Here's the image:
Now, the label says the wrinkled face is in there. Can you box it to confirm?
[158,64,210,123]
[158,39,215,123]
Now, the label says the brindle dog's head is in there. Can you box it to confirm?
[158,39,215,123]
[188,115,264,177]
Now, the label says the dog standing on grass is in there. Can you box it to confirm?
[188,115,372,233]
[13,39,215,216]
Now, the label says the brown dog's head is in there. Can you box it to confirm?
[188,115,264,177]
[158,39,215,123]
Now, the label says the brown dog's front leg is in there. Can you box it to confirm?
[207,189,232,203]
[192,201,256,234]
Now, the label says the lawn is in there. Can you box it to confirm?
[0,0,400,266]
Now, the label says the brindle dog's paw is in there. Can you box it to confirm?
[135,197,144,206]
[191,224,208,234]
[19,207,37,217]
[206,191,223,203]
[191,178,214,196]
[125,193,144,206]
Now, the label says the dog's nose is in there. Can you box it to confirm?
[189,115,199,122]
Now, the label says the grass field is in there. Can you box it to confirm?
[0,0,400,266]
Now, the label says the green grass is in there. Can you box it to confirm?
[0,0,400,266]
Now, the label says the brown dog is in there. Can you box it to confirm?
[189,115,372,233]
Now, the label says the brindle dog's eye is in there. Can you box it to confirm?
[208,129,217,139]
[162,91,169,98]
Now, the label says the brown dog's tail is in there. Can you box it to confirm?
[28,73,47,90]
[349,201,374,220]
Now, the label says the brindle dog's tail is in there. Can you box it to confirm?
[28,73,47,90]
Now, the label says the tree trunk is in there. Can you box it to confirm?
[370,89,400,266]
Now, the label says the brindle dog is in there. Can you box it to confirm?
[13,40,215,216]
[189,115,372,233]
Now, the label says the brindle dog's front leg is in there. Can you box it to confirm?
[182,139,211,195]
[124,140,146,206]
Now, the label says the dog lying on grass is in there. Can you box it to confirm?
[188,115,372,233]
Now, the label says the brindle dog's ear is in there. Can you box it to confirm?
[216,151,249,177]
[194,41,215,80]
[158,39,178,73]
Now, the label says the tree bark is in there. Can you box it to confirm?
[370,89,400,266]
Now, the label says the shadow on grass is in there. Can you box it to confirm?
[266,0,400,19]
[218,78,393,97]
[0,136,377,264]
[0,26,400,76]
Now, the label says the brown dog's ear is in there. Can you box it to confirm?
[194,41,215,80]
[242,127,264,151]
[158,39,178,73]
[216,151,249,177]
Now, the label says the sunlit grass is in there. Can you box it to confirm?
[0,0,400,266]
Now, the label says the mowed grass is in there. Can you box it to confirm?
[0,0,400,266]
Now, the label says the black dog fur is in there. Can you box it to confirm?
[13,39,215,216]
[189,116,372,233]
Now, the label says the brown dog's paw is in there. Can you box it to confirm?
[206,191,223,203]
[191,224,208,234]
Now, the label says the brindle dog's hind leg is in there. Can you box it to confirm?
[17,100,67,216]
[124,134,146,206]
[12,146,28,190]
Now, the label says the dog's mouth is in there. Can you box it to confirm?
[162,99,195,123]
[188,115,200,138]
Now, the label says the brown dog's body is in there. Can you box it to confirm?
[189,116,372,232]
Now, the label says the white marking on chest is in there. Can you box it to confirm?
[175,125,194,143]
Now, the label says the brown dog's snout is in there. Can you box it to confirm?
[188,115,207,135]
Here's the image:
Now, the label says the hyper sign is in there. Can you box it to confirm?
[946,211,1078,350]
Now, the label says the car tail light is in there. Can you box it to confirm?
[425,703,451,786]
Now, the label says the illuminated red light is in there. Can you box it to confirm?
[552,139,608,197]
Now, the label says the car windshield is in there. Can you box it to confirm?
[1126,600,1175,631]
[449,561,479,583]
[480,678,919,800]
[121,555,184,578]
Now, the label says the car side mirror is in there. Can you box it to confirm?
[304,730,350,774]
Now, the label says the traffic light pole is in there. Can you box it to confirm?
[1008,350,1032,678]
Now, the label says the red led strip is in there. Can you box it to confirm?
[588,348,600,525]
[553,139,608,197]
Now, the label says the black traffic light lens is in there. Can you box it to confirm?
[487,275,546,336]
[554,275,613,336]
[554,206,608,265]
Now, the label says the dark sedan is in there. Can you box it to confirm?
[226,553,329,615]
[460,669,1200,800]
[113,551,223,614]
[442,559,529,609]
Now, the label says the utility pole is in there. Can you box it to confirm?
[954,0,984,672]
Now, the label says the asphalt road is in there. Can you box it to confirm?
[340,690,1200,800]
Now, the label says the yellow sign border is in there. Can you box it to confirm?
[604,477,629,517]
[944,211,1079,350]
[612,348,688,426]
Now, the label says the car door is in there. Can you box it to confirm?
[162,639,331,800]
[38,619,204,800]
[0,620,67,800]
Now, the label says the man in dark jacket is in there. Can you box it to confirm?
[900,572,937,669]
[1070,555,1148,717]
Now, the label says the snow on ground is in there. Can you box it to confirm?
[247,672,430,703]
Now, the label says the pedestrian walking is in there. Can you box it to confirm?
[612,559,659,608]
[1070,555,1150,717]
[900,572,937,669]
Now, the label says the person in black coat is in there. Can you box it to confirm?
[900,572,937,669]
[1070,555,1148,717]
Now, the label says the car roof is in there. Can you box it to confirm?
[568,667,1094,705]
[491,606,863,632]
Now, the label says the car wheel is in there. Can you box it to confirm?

▶ Your objective
Reproduce each line of the material between the lines holding "Now, the label says the green" and "[162,91,169,98]", inclusive, and output only those lines. Change nothing except the bounding-box coordinates, and shift every one of them by -92.

▶ The answer
Now, the label says the green grass is in there. Can you box it to confirm?
[-92,-92,308,174]
Now, the label says the brown dog is in there. Can you box it to confirm?
[97,23,280,141]
Now, the label says the brindle dog's eye is in there. Can you box it to confirm?
[116,37,125,47]
[70,-1,77,6]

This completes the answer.